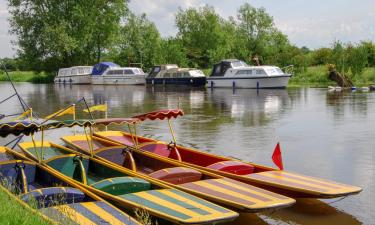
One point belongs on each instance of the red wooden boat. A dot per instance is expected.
(279, 181)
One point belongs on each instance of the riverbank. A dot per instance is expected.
(315, 76)
(27, 76)
(12, 212)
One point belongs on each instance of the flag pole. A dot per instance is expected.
(106, 113)
(74, 118)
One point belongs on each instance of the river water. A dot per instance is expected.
(323, 134)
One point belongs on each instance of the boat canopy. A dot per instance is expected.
(219, 69)
(67, 123)
(160, 114)
(17, 128)
(101, 67)
(116, 121)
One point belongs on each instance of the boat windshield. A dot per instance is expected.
(237, 64)
(274, 71)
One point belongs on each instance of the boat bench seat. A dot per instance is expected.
(53, 196)
(233, 167)
(122, 185)
(177, 175)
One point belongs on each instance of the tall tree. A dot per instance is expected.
(202, 32)
(139, 42)
(257, 35)
(52, 33)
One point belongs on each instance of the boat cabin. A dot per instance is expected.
(72, 73)
(118, 71)
(234, 67)
(173, 71)
(101, 67)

----

*WHAT IS NEEDED:* Quote only the lines from the one containing "One point belongs on each instance of the riverbank." through the final line of the records, with both ends included.

*EXERCISE OUTPUT:*
One point belongs on each instance of the riverbank. A dot per instance is expected.
(315, 76)
(27, 76)
(12, 212)
One point belongs on each instance of the flag pole. A dot per instance is expected.
(106, 113)
(74, 118)
One point belongs on each instance of the river water. A dot per instance is expected.
(323, 134)
One point belongs on each instance of the boat canopy. A dot per instance is expected.
(219, 69)
(67, 123)
(160, 114)
(17, 128)
(101, 67)
(116, 121)
One point belongs on each instance of the boat windshield. A dot per instance is expected.
(237, 64)
(274, 71)
One point belongs on each instance of the boat bench seat. A dot per instance is expected.
(53, 196)
(233, 167)
(122, 185)
(177, 175)
One point belongs on each instance of the tall tree. A dot per instance is expected.
(202, 32)
(139, 42)
(257, 35)
(52, 33)
One point belongs on each instance of the boat cabin. A dot per instance is expected.
(72, 73)
(118, 71)
(234, 67)
(173, 71)
(101, 67)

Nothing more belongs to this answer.